**Task to complete:**
Format the listing below as a JSON list of strings, one string per line with blank lines omitted, including everything from the line containing "the bed leg" down to the line containing "[[260, 349]]".

**Records for the exercise:**

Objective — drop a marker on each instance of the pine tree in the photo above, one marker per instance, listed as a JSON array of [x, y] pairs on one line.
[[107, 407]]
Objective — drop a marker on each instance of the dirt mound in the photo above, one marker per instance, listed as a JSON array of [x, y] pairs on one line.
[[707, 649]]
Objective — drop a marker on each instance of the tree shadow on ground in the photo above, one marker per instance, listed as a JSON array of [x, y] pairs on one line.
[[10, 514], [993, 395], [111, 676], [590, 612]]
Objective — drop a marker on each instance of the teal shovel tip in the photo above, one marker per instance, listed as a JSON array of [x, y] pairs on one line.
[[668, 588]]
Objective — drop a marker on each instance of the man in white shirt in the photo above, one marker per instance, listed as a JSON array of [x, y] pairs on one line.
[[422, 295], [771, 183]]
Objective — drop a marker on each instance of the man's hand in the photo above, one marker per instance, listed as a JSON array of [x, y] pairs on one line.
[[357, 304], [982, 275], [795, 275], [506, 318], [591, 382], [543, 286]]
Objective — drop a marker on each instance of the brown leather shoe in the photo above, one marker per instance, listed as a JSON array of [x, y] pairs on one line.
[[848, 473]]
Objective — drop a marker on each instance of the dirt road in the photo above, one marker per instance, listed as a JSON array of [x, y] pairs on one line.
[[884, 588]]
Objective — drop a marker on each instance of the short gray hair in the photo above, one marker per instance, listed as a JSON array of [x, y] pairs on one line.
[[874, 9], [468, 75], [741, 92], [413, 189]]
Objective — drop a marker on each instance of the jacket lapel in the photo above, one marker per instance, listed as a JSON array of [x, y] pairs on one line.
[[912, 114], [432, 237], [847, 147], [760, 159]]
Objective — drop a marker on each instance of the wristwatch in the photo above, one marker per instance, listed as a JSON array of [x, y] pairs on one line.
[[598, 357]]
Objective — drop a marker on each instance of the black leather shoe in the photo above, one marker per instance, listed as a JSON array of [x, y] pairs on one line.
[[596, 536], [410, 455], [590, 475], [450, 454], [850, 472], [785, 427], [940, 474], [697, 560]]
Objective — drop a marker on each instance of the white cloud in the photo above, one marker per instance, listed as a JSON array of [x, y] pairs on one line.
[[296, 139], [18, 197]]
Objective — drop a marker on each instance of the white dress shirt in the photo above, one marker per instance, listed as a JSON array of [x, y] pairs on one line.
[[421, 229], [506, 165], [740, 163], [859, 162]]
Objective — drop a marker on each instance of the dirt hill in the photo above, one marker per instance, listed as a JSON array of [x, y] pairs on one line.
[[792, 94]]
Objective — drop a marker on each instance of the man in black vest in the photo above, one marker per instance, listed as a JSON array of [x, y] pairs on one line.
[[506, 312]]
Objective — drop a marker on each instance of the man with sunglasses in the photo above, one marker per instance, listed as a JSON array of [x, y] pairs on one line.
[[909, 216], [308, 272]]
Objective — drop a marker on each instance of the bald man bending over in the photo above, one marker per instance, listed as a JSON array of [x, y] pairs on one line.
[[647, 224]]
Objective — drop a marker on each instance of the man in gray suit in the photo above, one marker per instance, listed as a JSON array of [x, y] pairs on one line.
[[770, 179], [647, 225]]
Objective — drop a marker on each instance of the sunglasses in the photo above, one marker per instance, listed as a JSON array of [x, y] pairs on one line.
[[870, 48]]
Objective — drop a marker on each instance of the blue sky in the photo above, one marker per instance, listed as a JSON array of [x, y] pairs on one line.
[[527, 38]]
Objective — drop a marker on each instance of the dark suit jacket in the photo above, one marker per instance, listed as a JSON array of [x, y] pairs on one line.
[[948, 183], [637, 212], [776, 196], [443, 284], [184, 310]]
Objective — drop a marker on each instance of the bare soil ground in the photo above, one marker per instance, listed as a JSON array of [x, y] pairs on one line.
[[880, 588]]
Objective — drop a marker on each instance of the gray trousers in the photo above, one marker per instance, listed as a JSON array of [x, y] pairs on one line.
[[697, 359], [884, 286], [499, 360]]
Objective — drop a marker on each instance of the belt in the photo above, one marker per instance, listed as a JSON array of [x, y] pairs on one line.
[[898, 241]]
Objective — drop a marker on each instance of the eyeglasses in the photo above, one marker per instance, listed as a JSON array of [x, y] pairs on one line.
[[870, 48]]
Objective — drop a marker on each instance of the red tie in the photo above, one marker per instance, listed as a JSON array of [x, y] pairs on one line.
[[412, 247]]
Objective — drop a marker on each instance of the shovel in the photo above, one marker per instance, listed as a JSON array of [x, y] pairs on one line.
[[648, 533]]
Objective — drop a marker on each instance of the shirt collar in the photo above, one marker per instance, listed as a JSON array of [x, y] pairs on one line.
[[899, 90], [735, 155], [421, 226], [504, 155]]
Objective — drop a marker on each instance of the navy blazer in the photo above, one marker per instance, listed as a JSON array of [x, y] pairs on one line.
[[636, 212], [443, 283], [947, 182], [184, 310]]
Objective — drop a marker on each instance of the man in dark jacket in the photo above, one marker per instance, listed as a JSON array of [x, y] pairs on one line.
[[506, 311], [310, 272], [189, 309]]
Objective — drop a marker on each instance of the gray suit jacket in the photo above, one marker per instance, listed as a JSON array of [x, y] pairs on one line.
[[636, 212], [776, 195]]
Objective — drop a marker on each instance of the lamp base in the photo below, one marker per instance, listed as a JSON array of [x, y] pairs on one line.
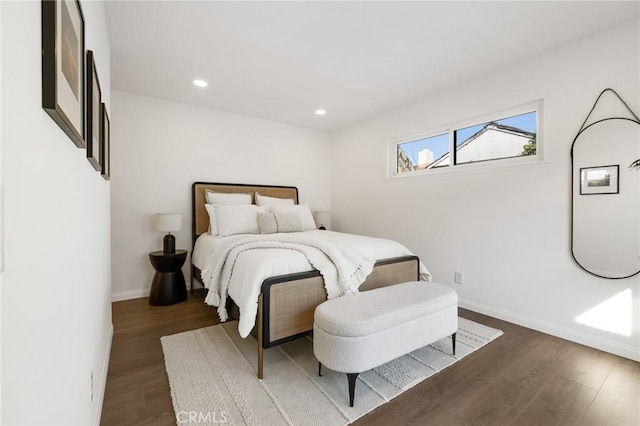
[[169, 244]]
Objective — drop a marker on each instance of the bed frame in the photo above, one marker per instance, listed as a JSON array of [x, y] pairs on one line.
[[287, 302]]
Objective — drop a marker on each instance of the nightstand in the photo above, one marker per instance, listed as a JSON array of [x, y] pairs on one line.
[[168, 286]]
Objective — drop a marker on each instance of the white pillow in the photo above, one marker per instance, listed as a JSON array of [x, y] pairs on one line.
[[293, 218], [237, 219], [263, 200], [213, 226], [267, 223], [220, 199]]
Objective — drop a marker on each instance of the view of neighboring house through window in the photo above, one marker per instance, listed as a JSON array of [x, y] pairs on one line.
[[496, 139]]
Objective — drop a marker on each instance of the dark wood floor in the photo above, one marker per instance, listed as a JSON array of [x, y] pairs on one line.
[[523, 378]]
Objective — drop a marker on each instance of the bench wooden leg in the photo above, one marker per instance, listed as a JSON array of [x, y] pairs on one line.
[[453, 340], [352, 386], [260, 343]]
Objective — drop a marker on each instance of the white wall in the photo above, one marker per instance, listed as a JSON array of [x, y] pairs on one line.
[[56, 311], [507, 230], [160, 148]]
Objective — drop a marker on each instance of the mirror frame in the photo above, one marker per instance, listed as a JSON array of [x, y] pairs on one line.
[[582, 129]]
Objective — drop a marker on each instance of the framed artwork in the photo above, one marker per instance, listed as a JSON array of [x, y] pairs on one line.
[[63, 66], [94, 114], [105, 135], [599, 180]]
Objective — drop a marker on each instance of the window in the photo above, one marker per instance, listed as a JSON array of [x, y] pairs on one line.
[[506, 136]]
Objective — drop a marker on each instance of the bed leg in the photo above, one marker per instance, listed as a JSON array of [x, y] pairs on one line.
[[260, 349]]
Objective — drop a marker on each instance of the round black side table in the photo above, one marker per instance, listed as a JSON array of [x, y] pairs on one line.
[[167, 287]]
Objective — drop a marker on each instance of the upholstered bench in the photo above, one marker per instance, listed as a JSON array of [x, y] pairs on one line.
[[356, 333]]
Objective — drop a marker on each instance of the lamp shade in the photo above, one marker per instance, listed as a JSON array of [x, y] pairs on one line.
[[168, 222], [322, 219]]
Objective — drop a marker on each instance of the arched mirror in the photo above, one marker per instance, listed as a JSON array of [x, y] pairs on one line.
[[605, 228]]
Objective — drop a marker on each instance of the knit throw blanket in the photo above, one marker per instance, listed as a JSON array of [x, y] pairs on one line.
[[342, 268]]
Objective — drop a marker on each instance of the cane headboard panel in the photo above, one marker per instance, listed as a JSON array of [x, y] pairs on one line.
[[200, 218]]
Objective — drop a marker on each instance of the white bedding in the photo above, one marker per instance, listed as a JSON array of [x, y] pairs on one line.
[[252, 267]]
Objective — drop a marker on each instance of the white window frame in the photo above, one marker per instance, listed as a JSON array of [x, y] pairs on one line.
[[494, 164]]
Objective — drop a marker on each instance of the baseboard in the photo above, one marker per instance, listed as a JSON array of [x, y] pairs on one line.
[[616, 348], [103, 383], [131, 294]]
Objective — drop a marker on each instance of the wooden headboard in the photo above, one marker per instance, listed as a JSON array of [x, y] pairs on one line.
[[199, 216]]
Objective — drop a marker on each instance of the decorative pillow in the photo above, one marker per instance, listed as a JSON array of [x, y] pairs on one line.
[[237, 219], [293, 218], [222, 199], [263, 200], [213, 226], [267, 223]]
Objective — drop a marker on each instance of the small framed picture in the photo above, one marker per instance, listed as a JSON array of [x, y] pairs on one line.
[[63, 66], [94, 113], [105, 134], [599, 180]]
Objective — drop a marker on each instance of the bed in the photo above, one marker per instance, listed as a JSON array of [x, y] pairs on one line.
[[286, 303]]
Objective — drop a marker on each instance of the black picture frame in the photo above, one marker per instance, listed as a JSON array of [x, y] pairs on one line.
[[63, 66], [94, 113], [105, 135], [600, 180]]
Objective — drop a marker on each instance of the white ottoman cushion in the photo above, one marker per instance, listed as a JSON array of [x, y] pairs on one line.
[[371, 311], [356, 333]]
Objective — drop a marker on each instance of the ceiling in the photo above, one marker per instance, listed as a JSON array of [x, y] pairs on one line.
[[283, 60]]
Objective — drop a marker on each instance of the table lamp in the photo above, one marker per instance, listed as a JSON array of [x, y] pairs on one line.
[[322, 219], [168, 222]]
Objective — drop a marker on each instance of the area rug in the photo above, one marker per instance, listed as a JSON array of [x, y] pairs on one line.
[[213, 380]]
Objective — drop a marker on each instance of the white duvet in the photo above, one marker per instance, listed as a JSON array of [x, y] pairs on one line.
[[252, 267]]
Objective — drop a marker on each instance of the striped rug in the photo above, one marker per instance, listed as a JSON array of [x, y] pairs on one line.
[[213, 381]]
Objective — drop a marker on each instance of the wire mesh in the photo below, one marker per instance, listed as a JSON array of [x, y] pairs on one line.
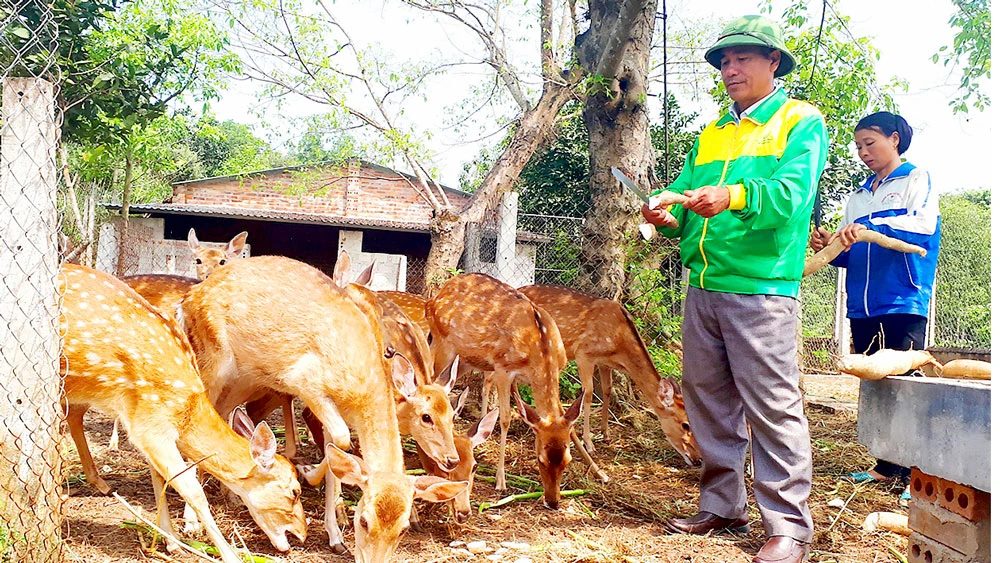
[[30, 466]]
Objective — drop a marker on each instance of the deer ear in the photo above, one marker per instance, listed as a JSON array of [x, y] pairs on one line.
[[235, 246], [263, 446], [451, 374], [573, 412], [481, 432], [241, 423], [436, 489], [365, 278], [341, 269], [403, 376], [666, 391], [527, 413], [349, 468], [461, 402]]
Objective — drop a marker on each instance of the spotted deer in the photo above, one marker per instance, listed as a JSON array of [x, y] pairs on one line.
[[465, 443], [298, 333], [600, 333], [423, 410], [124, 358], [413, 305], [497, 330], [207, 260]]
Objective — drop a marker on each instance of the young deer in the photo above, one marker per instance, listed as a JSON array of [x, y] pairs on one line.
[[207, 260], [298, 333], [122, 357], [422, 407], [600, 332], [461, 505], [496, 329]]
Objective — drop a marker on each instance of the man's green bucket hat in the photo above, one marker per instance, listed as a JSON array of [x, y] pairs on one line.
[[756, 31]]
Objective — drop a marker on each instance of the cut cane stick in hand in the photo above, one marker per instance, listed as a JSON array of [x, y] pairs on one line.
[[836, 246], [662, 200]]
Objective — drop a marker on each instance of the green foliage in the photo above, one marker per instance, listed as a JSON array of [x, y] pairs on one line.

**Correct response:**
[
  "Objective — drop a marker on each instance of the bed leg in the photo above, one marker per instance, listed as a JSON array of [x, y] pairs on one line.",
  "[[260, 349]]"
]